__Directions for this task__
Retype the passage of the America's Cup forum thread from "Some of the" up to and including "rest of sailing.".

__Document segment__
- - - - -
I think the AC absolutely needed something radical to stay anywhere near relevant. It's always been about finding and testing new technologies and ideas as much as sailing. These AC72s are prototypes, which is why they're so expensive. But they are prototyping something that has turned the sailing world on it head and made it, finally, an extreme sport with high stakes that is fun to watch.

I say good on 'em. The ACWS 45s will be for the masses.


----------



## jimrafford (Jan 7, 2011)

My first job out of college many years ago was in international event promotion in the windsurfing industry. Everything was about bringing the events to the spectators.
Some of the sailing community may not like it but I think they are on the right track bringing the events close to shore w/ high speed boats. Lots of action. Spectators have short attention spans. Sailing is unknown to the average citizen. People want to watch Nascar and WWE. W/o spectators there are no sponsors and no sponsors means no money. Bring it on!
Jim


----------



## JulieMor (Sep 5, 2011)

The technology they are developing is all in the multi-hull world. Will more people gravitate towards multi-hulls because of this? Maybe in the race world but I have my doubts about this AC having much impact for the rest of sailing. 

These boats go so fast you need a well trained, professional crew. Can you imagine the weekend sailor with even a watered down version of these ACs? I see lots of flotsam in the future if that happens.

This Cup is a billionaire boy's game and there aren't enough of them that want to spend their money competing in the Cup to get the sailing world really involved. And with these boats now on the razor's edge, will the next Cup see rule changes so it won't be so dangerous? With them having already made changes, I suspect so.


----------



## jak3b (Apr 24, 2011)

The Americas cup always has been a multi-millionaires race.Giant uber expensive cutting edge yachts are nothing newA Brush with Sail: More On 'Reliance'.Larry Elisons, bringing the cup to the masses was a sales pitch for the San Francisco board of supervisers.Almost everything they agreed to was negated by a back-room deal with Board chairman David Chui.The shananigans began long before the first boat hit the water.
- - - - -
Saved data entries

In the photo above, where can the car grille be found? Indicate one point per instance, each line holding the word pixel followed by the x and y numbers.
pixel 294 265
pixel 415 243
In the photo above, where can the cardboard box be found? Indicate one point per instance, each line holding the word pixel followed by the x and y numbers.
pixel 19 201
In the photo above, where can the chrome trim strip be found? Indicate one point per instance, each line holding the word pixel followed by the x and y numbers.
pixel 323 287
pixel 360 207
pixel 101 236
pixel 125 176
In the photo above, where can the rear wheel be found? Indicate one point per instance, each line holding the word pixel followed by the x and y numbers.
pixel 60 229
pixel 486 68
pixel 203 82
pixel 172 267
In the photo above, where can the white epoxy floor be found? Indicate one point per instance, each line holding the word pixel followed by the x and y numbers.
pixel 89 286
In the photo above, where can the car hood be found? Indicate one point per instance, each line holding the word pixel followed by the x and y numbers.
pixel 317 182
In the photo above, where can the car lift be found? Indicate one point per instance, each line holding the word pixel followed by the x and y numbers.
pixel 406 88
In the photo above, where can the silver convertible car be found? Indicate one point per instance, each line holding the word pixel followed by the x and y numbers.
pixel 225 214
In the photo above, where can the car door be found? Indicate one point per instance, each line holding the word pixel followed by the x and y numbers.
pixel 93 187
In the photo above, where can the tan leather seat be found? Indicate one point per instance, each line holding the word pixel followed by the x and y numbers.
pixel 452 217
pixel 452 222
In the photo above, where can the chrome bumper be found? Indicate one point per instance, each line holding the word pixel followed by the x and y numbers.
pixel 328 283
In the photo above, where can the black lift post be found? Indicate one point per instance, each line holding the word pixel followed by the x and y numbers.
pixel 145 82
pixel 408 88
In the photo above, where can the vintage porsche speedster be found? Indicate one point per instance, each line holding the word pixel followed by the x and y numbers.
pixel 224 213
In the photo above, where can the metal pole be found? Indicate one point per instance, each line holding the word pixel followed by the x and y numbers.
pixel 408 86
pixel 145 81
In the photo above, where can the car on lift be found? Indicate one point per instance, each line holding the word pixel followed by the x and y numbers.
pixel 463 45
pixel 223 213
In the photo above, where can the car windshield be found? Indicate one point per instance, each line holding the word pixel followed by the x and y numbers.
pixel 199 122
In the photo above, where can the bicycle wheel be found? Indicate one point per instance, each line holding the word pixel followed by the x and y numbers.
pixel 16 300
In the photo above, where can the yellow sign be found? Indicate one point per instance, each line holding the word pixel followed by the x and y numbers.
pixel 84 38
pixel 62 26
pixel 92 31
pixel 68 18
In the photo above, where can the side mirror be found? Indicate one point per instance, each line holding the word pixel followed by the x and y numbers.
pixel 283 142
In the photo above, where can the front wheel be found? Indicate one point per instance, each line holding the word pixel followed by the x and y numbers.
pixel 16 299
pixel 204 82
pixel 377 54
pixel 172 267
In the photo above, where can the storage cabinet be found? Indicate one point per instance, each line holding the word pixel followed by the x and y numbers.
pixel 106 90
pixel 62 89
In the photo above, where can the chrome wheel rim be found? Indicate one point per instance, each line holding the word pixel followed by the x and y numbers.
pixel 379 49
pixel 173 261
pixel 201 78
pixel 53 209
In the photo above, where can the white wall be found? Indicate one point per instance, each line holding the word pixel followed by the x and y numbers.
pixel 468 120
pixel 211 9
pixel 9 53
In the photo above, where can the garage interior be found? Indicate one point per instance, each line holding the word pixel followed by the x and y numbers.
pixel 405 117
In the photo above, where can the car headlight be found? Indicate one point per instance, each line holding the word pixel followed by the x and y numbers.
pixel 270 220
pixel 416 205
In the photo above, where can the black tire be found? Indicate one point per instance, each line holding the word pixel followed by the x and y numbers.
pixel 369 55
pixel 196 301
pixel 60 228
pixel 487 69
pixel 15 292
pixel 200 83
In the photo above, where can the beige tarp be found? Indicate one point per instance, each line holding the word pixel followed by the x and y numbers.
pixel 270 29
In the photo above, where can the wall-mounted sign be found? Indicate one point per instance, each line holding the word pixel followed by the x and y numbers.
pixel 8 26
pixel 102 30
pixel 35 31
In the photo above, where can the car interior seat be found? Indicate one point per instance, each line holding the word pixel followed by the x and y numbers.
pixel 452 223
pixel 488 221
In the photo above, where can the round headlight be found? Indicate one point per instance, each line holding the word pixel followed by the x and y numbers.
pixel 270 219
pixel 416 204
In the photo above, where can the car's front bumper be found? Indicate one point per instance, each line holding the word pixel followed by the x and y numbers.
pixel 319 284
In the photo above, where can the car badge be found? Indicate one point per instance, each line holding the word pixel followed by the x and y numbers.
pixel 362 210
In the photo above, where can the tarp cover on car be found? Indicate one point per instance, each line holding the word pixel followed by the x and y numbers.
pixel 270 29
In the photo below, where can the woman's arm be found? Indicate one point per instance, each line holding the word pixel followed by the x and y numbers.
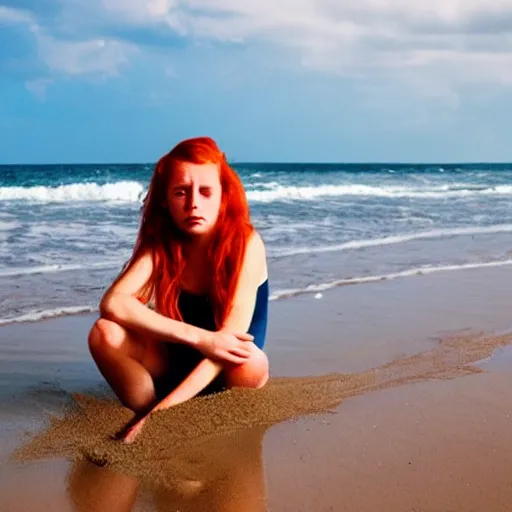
pixel 254 271
pixel 120 305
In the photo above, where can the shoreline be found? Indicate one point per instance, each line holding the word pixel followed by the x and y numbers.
pixel 437 441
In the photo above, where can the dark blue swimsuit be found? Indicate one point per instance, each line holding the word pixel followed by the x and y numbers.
pixel 197 310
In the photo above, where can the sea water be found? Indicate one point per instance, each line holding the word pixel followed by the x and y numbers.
pixel 66 230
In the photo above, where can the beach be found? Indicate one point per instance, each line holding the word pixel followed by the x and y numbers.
pixel 392 395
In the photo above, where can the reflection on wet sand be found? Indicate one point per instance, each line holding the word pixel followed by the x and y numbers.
- - - - -
__Full output__
Some of the sailing community may not like it but I think they are on the right track bringing the events close to shore w/ high speed boats. Lots of action. Spectators have short attention spans. Sailing is unknown to the average citizen. People want to watch Nascar and WWE. W/o spectators there are no sponsors and no sponsors means no money. Bring it on!
Jim


----------



## JulieMor (Sep 5, 2011)

The technology they are developing is all in the multi-hull world. Will more people gravitate towards multi-hulls because of this? Maybe in the race world but I have my doubts about this AC having much impact for the rest of sailing.